● **STORED RECORDS**:
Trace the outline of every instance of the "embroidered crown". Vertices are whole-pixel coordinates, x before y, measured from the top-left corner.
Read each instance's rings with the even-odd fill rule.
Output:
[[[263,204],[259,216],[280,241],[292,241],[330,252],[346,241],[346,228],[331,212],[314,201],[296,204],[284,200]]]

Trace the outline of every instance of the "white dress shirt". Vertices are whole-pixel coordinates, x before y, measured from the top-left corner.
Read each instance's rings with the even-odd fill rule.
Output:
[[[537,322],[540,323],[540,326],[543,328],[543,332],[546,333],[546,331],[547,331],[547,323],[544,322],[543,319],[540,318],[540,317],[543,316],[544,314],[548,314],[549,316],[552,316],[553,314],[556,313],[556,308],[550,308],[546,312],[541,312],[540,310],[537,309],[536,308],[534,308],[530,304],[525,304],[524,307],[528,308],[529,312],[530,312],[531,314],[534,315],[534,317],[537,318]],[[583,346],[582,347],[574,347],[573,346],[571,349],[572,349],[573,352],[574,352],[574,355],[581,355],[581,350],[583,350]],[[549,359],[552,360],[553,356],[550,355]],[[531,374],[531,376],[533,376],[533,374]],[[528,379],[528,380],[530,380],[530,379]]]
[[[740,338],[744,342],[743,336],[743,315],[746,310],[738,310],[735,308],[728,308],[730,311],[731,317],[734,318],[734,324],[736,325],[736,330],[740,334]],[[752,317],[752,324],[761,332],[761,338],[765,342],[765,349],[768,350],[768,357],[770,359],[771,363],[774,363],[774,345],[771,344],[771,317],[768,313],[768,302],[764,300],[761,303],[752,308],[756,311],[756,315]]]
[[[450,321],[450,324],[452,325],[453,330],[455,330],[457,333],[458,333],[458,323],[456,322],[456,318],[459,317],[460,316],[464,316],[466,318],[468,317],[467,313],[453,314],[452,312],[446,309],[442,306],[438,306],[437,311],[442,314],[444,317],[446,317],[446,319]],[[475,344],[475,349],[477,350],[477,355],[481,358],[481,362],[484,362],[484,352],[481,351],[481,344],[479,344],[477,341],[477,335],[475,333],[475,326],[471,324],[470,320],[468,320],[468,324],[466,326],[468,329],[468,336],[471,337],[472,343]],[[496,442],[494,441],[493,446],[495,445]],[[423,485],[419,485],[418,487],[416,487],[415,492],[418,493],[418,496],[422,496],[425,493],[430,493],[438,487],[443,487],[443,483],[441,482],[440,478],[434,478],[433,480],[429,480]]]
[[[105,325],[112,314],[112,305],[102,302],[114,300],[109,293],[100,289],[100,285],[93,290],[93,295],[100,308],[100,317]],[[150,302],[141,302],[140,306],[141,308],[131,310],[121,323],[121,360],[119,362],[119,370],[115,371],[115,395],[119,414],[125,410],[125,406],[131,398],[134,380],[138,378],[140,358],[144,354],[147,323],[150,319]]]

● **DIRECTIVE**: Repeat the lines above exactly.

● **EXERCISE RESULT**:
Trace the outline of every instance of the "embroidered crown". Vertices are whole-pixel coordinates, x before y, measured from the top-left corner.
Read each instance's rings with the even-odd fill rule.
Output:
[[[263,204],[259,216],[280,241],[292,241],[330,252],[346,241],[346,228],[331,212],[314,201],[296,204],[284,200]]]

Trace the outline of every instance of the "white dress shirt". Vertices are whole-pixel coordinates, x before y, measured from the top-left corner.
Read each instance's rings with the even-odd fill rule.
Output:
[[[537,322],[540,323],[540,326],[543,328],[543,332],[546,333],[546,331],[547,331],[547,323],[544,322],[543,319],[540,318],[540,317],[543,316],[544,314],[548,314],[549,316],[552,316],[553,314],[556,313],[556,308],[550,308],[546,312],[541,312],[540,310],[537,309],[536,308],[534,308],[530,304],[525,304],[524,307],[528,308],[529,312],[530,312],[531,314],[534,315],[534,317],[537,318]],[[583,346],[582,347],[574,347],[573,346],[571,349],[572,349],[573,352],[574,352],[574,355],[581,355],[581,350],[583,350]],[[549,359],[552,360],[553,356],[550,355]],[[531,374],[531,376],[533,376],[533,374]],[[528,379],[528,380],[530,380],[530,379]]]
[[[740,338],[744,342],[743,336],[743,315],[746,310],[738,310],[735,308],[728,308],[730,311],[731,317],[734,318],[734,324],[736,325],[736,330],[740,334]],[[752,317],[752,324],[761,332],[761,338],[765,342],[765,349],[768,350],[768,357],[770,359],[771,363],[774,363],[774,345],[771,344],[771,317],[768,313],[768,302],[764,300],[761,303],[752,308],[756,311],[756,315]]]
[[[450,321],[450,324],[452,325],[453,330],[455,330],[457,333],[458,333],[458,323],[456,322],[456,318],[459,317],[460,316],[464,316],[466,318],[468,317],[467,313],[453,314],[452,312],[446,309],[442,306],[438,306],[437,311],[442,314],[444,317],[446,317],[446,319]],[[475,344],[475,349],[477,350],[477,355],[481,358],[481,362],[484,362],[484,352],[481,351],[481,344],[479,344],[477,341],[477,335],[475,333],[475,326],[471,324],[470,320],[468,320],[468,324],[466,326],[468,329],[468,336],[471,337],[472,343]],[[496,442],[494,441],[493,446],[495,445]],[[423,485],[419,485],[418,487],[416,487],[415,492],[418,493],[418,496],[422,496],[425,493],[430,493],[438,487],[443,487],[443,483],[441,482],[440,478],[434,478],[433,480],[429,480]]]
[[[105,325],[112,314],[112,305],[102,302],[114,300],[109,293],[100,289],[100,285],[93,290],[93,295],[100,308],[100,317]],[[150,302],[141,302],[140,306],[141,308],[131,310],[121,323],[121,360],[119,362],[119,370],[115,371],[115,395],[119,414],[125,410],[125,406],[131,398],[134,380],[138,378],[140,358],[144,354],[147,323],[150,319]]]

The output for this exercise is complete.